▸ **Work instruction**
Copy out the lines word for word, from the first one down to and including the line that contains "box: [333, 0, 1440, 960]".

▸ **Data for this exercise**
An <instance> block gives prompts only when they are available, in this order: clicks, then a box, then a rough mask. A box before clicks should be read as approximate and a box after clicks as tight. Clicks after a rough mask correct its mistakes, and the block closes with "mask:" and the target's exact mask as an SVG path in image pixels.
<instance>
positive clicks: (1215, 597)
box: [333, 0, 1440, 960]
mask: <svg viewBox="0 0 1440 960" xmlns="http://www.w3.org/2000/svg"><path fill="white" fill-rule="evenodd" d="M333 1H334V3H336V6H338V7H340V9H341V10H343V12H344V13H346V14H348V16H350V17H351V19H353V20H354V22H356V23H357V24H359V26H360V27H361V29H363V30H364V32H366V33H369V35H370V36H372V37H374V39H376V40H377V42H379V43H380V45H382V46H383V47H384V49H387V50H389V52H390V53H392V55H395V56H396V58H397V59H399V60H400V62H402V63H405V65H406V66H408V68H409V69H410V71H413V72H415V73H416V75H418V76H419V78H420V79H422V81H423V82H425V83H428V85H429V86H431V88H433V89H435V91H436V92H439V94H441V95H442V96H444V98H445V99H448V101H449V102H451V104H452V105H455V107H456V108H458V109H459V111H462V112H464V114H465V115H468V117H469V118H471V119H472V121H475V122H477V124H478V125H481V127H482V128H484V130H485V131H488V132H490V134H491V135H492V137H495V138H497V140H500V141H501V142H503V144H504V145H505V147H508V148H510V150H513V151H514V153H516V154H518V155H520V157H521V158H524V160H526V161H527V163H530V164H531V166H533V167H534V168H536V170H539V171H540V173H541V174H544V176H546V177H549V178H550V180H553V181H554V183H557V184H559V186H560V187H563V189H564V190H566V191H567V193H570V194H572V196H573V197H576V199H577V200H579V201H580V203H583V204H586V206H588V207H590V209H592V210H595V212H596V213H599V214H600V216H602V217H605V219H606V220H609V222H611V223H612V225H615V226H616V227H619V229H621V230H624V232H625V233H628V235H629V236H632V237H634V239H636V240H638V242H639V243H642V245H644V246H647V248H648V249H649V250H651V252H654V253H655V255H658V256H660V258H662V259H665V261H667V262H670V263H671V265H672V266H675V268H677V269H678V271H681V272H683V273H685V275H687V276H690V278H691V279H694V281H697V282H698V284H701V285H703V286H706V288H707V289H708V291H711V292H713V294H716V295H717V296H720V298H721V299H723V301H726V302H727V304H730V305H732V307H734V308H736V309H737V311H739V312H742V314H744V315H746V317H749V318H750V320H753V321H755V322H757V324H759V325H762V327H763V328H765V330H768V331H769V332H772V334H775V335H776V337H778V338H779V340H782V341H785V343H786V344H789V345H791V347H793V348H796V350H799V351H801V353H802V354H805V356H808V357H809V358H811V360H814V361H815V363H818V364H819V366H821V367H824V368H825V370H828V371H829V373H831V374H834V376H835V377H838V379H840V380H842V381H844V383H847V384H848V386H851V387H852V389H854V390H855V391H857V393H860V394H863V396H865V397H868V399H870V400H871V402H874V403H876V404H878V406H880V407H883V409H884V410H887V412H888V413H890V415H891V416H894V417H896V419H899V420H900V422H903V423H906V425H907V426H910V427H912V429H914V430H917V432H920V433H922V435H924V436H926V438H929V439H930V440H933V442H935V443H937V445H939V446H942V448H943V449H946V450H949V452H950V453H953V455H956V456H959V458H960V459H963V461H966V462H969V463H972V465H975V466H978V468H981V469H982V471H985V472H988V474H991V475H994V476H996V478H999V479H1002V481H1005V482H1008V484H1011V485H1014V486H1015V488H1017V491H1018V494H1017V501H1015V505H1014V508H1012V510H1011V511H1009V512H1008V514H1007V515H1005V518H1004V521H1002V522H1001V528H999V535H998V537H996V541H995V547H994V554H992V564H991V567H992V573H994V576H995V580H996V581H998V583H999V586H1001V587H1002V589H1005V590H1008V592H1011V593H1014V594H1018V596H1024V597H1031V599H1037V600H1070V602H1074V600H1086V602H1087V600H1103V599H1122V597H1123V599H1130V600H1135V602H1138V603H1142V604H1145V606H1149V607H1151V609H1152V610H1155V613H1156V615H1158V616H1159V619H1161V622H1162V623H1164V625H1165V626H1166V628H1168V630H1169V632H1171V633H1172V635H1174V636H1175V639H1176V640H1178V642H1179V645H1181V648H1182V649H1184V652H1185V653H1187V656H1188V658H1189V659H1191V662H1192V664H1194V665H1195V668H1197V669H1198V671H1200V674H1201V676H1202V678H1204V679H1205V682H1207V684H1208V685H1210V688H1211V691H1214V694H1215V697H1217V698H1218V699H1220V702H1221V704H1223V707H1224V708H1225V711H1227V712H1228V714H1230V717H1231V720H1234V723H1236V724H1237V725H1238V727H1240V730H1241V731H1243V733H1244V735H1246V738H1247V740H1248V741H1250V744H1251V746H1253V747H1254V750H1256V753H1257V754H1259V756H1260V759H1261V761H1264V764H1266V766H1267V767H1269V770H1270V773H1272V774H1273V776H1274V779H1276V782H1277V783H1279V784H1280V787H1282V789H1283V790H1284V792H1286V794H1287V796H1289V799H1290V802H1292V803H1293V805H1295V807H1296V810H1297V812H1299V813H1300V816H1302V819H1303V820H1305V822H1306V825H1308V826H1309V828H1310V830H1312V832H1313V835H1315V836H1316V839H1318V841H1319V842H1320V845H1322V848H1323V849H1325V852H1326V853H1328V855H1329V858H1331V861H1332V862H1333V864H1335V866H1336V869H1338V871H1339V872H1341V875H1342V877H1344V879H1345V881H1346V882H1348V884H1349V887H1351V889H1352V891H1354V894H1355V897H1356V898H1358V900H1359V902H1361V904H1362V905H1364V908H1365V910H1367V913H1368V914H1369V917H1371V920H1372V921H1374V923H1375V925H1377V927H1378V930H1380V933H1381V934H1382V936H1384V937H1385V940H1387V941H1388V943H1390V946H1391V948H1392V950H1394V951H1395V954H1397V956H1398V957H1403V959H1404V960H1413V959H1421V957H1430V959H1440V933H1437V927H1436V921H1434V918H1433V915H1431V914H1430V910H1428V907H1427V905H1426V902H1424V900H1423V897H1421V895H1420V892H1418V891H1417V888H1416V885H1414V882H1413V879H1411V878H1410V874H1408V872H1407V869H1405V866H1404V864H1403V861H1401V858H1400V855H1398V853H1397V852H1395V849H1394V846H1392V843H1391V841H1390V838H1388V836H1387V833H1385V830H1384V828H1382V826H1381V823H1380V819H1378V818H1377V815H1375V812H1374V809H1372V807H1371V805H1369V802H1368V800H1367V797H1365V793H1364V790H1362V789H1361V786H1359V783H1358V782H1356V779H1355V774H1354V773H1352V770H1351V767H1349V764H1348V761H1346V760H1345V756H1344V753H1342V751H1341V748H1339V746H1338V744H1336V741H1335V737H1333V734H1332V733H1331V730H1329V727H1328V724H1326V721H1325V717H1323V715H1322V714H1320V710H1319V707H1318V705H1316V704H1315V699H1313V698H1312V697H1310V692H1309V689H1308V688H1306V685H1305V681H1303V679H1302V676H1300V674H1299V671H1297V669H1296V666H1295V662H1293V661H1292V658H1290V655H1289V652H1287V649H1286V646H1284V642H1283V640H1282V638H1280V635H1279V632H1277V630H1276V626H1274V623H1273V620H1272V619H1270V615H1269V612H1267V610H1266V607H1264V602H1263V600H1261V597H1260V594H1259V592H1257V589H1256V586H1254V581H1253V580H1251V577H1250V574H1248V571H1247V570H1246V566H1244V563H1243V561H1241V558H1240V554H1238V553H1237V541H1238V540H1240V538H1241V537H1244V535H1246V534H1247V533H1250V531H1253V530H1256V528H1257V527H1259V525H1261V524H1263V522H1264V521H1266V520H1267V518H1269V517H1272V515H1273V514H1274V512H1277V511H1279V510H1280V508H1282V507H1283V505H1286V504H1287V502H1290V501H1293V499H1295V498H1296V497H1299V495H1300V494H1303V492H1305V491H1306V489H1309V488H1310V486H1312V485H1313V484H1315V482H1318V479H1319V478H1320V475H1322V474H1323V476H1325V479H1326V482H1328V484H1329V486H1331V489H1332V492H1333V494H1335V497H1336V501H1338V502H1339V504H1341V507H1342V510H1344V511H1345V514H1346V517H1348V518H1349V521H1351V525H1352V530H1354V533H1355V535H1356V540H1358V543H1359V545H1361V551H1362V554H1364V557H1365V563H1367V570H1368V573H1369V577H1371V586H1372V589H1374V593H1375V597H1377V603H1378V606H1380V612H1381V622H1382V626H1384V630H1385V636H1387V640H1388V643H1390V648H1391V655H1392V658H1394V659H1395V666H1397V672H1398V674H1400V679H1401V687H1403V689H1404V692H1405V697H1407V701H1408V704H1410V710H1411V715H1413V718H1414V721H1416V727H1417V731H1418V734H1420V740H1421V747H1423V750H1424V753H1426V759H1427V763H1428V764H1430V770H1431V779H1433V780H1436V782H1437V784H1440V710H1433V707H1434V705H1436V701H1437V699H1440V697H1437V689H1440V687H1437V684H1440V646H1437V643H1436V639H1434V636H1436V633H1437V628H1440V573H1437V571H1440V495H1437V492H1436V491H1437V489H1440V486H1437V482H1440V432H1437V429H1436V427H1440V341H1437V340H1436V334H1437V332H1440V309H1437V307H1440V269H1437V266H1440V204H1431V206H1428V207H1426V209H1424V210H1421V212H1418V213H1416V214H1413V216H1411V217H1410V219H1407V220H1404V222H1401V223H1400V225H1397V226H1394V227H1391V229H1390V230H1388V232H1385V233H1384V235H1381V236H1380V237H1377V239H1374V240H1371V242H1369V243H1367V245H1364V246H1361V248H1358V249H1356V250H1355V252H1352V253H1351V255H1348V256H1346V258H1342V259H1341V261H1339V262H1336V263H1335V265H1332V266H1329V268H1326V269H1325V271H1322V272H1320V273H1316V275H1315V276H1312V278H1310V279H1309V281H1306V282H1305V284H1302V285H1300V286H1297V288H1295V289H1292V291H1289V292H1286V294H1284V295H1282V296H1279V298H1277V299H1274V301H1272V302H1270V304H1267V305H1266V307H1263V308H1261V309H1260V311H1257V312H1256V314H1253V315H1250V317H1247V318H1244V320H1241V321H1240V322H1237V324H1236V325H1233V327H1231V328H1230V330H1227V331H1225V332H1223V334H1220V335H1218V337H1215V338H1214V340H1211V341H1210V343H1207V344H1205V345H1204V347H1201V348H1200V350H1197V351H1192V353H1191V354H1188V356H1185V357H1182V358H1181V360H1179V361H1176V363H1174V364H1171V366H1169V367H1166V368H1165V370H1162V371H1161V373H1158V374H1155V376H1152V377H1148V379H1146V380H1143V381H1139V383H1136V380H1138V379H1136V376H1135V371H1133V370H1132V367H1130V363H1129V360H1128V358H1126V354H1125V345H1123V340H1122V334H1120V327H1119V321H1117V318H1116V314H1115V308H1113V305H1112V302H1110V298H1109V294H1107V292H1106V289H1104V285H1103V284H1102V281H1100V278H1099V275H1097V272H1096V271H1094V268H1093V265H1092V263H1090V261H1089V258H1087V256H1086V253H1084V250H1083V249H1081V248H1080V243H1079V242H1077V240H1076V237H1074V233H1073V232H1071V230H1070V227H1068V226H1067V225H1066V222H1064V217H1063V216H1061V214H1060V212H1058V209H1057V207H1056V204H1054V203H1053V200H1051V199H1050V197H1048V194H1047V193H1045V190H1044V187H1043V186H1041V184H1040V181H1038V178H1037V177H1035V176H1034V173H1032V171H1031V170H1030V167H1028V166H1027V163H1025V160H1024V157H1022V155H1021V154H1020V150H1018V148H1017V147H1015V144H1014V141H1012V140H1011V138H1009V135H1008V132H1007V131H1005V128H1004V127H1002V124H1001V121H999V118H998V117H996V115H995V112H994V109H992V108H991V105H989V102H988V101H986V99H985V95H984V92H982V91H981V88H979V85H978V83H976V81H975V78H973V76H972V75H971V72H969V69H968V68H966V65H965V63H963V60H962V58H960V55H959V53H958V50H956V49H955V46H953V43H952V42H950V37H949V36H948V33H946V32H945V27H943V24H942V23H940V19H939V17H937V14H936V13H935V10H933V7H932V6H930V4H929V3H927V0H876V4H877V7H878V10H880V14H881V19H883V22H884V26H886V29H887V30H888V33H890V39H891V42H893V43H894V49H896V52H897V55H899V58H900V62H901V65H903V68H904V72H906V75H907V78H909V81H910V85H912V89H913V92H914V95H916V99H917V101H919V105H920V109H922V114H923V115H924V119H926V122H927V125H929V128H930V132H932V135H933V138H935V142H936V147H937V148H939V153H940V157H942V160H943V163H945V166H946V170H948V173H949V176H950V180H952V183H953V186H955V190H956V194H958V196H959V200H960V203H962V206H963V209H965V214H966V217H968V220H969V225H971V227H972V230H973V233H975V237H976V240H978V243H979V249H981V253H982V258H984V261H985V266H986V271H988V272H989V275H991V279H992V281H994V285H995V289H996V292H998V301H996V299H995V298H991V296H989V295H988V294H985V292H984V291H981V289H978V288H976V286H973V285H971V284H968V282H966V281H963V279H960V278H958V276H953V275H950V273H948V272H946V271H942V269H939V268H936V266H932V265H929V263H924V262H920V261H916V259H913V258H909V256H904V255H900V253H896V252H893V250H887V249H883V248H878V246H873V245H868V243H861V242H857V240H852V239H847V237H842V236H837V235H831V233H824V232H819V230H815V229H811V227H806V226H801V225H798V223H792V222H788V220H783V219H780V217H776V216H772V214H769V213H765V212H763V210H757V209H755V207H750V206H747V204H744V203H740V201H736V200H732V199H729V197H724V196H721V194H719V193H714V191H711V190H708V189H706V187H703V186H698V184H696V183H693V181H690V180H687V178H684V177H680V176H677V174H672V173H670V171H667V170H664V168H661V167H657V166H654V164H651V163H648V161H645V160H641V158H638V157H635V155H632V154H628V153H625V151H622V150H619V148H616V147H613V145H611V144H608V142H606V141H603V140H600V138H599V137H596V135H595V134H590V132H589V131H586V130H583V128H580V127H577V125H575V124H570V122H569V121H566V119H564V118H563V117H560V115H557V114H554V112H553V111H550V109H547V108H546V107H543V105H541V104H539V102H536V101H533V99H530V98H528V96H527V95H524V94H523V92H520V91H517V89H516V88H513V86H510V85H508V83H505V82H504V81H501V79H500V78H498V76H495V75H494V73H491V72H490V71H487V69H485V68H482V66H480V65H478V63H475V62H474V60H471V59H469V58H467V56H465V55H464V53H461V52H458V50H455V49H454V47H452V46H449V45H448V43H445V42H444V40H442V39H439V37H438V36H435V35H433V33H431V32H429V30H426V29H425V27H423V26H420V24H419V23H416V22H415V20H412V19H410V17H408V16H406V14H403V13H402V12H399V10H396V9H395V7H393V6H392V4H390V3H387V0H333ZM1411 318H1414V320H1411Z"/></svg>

▸ **Exercise output**
An <instance> block gives prompts only when they are available, in this order: clicks, then a box, then a rough mask. A box before clicks should be read as approximate and a box after clicks as tight. Clicks after a rough mask correct its mistakes, and the block closes with "mask:" and the target's exact mask as an SVG path in image pixels.
<instance>
positive clicks: (1215, 597)
box: [333, 0, 1440, 960]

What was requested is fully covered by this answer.